====== 提供データ ======

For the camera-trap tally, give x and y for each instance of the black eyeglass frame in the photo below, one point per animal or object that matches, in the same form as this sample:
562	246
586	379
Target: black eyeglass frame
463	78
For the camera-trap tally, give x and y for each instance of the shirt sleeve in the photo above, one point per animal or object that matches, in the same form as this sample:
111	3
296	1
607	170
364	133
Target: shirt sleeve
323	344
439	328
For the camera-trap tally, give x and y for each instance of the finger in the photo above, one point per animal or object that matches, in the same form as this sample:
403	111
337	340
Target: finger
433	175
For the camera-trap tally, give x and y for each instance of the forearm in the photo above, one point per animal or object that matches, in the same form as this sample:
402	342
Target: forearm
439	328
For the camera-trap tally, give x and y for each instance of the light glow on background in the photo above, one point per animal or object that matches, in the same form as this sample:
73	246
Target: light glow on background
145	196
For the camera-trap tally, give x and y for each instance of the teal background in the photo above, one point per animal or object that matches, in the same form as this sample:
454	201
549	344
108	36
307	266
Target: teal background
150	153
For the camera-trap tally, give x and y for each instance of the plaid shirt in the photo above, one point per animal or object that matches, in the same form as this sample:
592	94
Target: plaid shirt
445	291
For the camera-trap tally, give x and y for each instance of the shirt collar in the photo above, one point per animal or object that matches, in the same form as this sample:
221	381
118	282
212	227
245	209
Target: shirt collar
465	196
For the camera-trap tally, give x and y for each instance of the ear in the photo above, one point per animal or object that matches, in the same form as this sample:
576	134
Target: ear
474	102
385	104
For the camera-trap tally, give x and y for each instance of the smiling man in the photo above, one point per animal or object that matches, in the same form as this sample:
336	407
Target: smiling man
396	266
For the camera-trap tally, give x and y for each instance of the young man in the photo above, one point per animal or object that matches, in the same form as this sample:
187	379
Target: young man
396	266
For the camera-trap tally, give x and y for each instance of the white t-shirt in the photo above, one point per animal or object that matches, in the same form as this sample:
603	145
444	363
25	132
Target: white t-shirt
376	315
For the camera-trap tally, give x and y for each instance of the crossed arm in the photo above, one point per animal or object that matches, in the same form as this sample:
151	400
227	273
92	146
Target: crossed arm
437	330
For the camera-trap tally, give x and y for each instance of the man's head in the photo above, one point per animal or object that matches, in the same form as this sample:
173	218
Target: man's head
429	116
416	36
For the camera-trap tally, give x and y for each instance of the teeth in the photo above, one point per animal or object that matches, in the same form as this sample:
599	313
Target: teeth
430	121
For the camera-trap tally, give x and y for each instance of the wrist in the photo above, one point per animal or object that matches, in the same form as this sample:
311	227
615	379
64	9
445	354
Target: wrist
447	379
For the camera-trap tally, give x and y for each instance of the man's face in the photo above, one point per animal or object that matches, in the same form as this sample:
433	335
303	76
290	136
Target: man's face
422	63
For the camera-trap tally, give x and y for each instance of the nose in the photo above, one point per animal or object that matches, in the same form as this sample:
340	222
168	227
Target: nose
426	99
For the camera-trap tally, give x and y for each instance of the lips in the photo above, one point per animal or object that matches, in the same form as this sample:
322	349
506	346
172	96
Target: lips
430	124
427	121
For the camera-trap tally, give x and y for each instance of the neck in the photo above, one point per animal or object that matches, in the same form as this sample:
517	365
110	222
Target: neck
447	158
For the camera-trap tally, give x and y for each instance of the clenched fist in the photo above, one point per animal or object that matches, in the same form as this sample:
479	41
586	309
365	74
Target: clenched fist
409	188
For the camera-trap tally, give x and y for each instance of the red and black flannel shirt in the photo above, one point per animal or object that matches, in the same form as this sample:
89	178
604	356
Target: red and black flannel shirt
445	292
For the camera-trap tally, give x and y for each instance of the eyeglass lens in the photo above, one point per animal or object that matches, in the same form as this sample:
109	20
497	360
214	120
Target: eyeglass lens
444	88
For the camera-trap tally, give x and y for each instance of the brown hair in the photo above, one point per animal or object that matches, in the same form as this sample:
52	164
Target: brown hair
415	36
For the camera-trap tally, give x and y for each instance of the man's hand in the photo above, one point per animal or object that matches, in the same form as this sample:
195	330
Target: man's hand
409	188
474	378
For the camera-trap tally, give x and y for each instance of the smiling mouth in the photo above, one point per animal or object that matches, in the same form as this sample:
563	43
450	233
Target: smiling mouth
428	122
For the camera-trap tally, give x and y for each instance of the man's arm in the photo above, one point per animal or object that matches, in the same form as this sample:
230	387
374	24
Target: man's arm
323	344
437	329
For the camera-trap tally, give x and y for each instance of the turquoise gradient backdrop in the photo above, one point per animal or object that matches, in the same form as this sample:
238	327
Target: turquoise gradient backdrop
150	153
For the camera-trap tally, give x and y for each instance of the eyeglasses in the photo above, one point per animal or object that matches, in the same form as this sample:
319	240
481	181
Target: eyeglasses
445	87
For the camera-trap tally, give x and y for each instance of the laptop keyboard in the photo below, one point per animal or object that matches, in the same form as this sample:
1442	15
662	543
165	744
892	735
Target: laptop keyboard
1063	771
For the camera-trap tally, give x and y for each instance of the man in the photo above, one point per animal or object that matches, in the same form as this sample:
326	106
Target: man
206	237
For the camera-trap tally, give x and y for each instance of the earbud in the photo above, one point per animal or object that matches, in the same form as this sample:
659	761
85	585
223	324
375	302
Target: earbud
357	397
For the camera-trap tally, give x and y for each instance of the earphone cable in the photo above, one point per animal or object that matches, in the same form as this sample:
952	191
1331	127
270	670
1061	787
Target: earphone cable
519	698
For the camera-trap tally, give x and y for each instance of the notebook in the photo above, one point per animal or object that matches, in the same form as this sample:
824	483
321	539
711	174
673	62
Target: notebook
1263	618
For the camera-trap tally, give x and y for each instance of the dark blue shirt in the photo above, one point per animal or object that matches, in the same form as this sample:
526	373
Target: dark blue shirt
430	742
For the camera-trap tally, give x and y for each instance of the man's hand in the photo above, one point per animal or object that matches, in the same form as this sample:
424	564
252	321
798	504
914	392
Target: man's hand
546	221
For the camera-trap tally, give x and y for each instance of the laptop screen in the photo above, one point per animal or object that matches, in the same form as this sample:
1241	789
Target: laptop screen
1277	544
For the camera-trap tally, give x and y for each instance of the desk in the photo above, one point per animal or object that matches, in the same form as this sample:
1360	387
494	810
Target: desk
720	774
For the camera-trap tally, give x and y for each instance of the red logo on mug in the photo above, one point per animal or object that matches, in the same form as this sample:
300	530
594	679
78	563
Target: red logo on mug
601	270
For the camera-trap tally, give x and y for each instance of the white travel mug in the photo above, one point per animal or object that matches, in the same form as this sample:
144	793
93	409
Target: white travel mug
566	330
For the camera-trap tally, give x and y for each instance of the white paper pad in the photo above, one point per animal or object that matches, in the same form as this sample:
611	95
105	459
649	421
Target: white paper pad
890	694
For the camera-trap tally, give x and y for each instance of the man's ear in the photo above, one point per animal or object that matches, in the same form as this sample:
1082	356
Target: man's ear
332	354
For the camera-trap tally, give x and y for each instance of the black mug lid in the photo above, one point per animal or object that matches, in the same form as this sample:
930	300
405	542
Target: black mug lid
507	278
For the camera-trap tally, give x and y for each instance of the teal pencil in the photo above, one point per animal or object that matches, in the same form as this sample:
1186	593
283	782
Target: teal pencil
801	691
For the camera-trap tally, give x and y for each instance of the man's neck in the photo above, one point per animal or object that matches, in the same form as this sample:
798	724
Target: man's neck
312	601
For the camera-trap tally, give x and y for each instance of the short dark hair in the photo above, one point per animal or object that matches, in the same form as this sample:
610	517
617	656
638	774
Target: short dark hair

======

_問題_. データ全体で「camera-trap tally」をすべて「wildlife survey」に変え、それ以外は一切変えずに書き直してください。

_正解_.
For the wildlife survey, give x and y for each instance of the black eyeglass frame in the photo below, one point per animal or object that matches, in the same form as this sample:
562	246
586	379
Target: black eyeglass frame
463	78
For the wildlife survey, give x and y for each instance of the shirt sleeve in the photo above, one point per animal or object that matches, in the same form as this sample:
111	3
296	1
607	170
364	133
Target: shirt sleeve
323	344
439	328
For the wildlife survey, give x and y for each instance of the finger in the photo above, one point per animal or object that matches, in the same form as this sample:
403	111
337	340
Target: finger
433	175
For the wildlife survey, give x and y for each instance of the forearm in the photo above, one point per animal or object that matches, in the same form as this sample:
402	342
Target: forearm
439	328
For the wildlife survey, give x and y for each instance of the light glow on background in the photo above, one point per animal or object that matches, in the same form as this sample:
73	246
Target: light glow on background
145	196
For the wildlife survey, give x and y for each instance of the teal background in the photo above, one point per animal or object that matches, in the same form as this sample:
454	201
549	344
108	36
307	266
Target: teal background
150	153
For the wildlife survey, give x and y for each instance of the plaid shirt in the photo above, one point per animal or object that matches, in the same form as this sample:
592	94
Target: plaid shirt
445	291
For the wildlife survey, give x and y for each instance of the shirt collar in the photo above, one point per animal or object that matches, in the same form as this sample:
221	381
118	282
212	227
245	209
Target: shirt collar
465	196
For the wildlife survey, give x and y for each instance of the ear in the photo above, one point per animal or object that matches, in the same form as this sample:
576	134
Target: ear
474	102
385	104
For the wildlife survey, give x and y for each instance of the smiling man in the photo above, one point per animal or object that matches, in the same form as this sample:
336	407
Target: smiling man
396	266
For the wildlife survey, give x and y for each instance of the young man in the photo above, one point per animal or object that matches, in the same form as this sample:
187	379
Target: young man
396	266
For the wildlife survey, give x and y for each instance of the white t-shirt in the photo above, one point per animal or object that matches, in the same form as this sample:
603	145
444	363
25	132
Target: white t-shirt
376	315
For the wildlife survey, give x and y for each instance of the crossed arm in the photo above, one point per animal or object that matches, in the same form as this sample:
151	400
227	273
92	146
Target: crossed arm
437	330
For the wildlife survey, give x and y for each instance of the man's head in the photo above, one point per animal or object that matches, in the same form as this sample:
173	218
Target: man's head
429	116
416	36
For the wildlife survey, give x and y for each instance of the teeth in the photo above, one point per animal or object that matches, in the same form as this sample:
599	313
Target: teeth
430	121
For the wildlife survey, give x and y for each instance of the wrist in the photo above, one point per animal or object that matches, in the same form as this sample:
311	227
615	379
64	9
445	354
Target: wrist
447	379
For the wildlife survey, give x and y for each instance of the man's face in the photo above, one point per animal or object that matches, in the same form as this sample:
433	335
303	76
290	136
Target: man's face
422	63
For the wildlife survey, give x and y for each instance of the nose in the photo above, one point per animal or object that matches, in the same form as this sample:
340	222
168	227
Target: nose
426	99
For the wildlife survey, give x and y for each instance of the lips in the photo above, one point per animal or object that matches, in the same form as this sample:
322	349
506	346
172	96
Target: lips
430	124
427	121
For the wildlife survey, give x and y for each instance of the neck in the photo above, one point per animal or object that matches, in the same form as this sample:
517	365
110	222
Target: neck
447	158
For the wildlife survey, give x and y for each instance of the clenched fist in the photo above, one point per animal or object that matches, in the same form as this sample:
479	41
586	309
365	74
Target: clenched fist
409	188
For the wildlife survey, give x and y for each instance of the red and black flannel shirt in the photo above, one point per animal or object that matches, in the same form as this sample:
89	178
604	356
Target: red and black flannel shirt
445	292
For the wildlife survey, give x and y for each instance of the eyeglass lens in the photo above, one point per animal or object that matches, in the same form as this sample:
109	20
497	360
214	120
Target: eyeglass lens
444	88
For the wildlife survey, give x and y for each instance of the brown hair in the photo above, one point per animal or object that matches, in the same form as this sample:
52	164
Target: brown hair
415	36
For the wildlife survey, give x and y for each instance of the man's hand in the photo above, one point per animal or object that matches, in the same form as this sample:
195	330
Target: man's hand
409	188
474	378
For the wildlife survey, give x and y for each instance of the smiling mouth in the photo above, one point per animal or object that matches, in the same form as this sample:
563	43
450	233
Target: smiling mouth
428	122
For the wildlife survey, give x and y for each instance of the man's arm in the photo above, one point per animal or object that matches, in the same form as this sample:
230	387
374	24
Target: man's arm
323	344
437	329
For the wildlife survey, give x and y for each instance of the turquoise gradient backdrop in the photo above, one point per animal or object that matches, in the same form as this sample:
238	327
Target: turquoise gradient backdrop
150	153
For the wildlife survey, give x and y for each instance of the eyeglasses in the photo above, one point per animal or object that matches, in the same form as this sample:
319	240
481	181
Target: eyeglasses
445	87
For the wildlife survey, give x and y for each instance of the laptop keyboard in the photo below, one point per animal or object that matches, in the same form as this sample:
1442	15
662	543
165	744
892	735
Target: laptop keyboard
1063	771
For the wildlife survey, give x and y for each instance of the man in the photo above, one point per animal or object that matches, in the same form as this sample:
326	106
Target: man
206	237
For the wildlife survey, give x and y for each instance of the earbud in the photo above, one point per animal or object that matches, in the same form as this sample:
659	761
85	585
223	324
375	302
Target: earbud
357	397
For the wildlife survey, give x and y for each instance of the earphone cable in the photo above, one point per animal or object that matches, in the same form as this sample:
952	191
1331	127
270	670
1061	787
Target: earphone cable
519	698
For the wildlife survey, give x and y for each instance of the notebook in the photo above, one point per animal or object that matches, in the same form as this sample:
824	483
321	539
711	174
673	62
Target: notebook
1263	618
For the wildlife survey, give x and y for each instance of the dark blue shirt in the photo above, one point per animal or object that matches, in the same form as this sample:
526	373
Target: dark blue shirt
430	742
For the wildlife survey, give x and y for each instance of the man's hand in the photo above, one point per animal or object that matches, in the same form as this sample:
424	564
252	321
798	504
914	392
Target: man's hand
546	221
For the wildlife survey, give x and y for each instance of the laptop screen in the photo above, one point per animal or object that matches, in the same form as this sample:
1241	789
Target: laptop screen
1277	544
For the wildlife survey, give x and y for each instance of the desk in the photo above, one point per animal or object that matches, in the same form as this sample:
1360	387
494	810
Target: desk
720	774
For the wildlife survey, give x and y for each instance of the red logo on mug in the photo above, one point per animal or object that matches, in the same form as this sample:
300	530
594	679
78	563
Target: red logo on mug
601	270
For the wildlife survey, give x and y for each instance of the white travel mug in the photo above, one point per animal or object that matches, in the same form as this sample:
144	793
93	409
Target: white travel mug
566	330
For the wildlife survey, give x and y for each instance of the white paper pad in the photo above, one point per animal or object that matches, in the same form as this sample:
611	95
105	459
649	421
Target: white paper pad
890	694
For the wildlife survey, give x and y for each instance of the man's ear in the photo above, one point per animal or object that matches, in the same form as this sample:
1082	356
Target: man's ear
332	354
For the wildlife survey, give x and y for each instance of the black mug lid in the photo above, one point per animal or object that matches, in the same form as this sample:
930	300
405	542
Target: black mug lid
507	278
For the wildlife survey, give x and y for each instance of the teal pencil in the photo above, one point per animal or object that matches, in the same form as this sample:
1186	593
283	782
Target: teal pencil
801	691
For the wildlife survey, give x and y for each instance of the man's neck in the photo above, one point per animal or object that matches, in the same form as this sample:
798	724
Target: man's neck
312	601
For the wildlife survey, give x and y for each instance of the short dark hair in the photo above, one point per animal or object that matches, in the same form as this sample:
610	517
617	656
638	774
Target: short dark hair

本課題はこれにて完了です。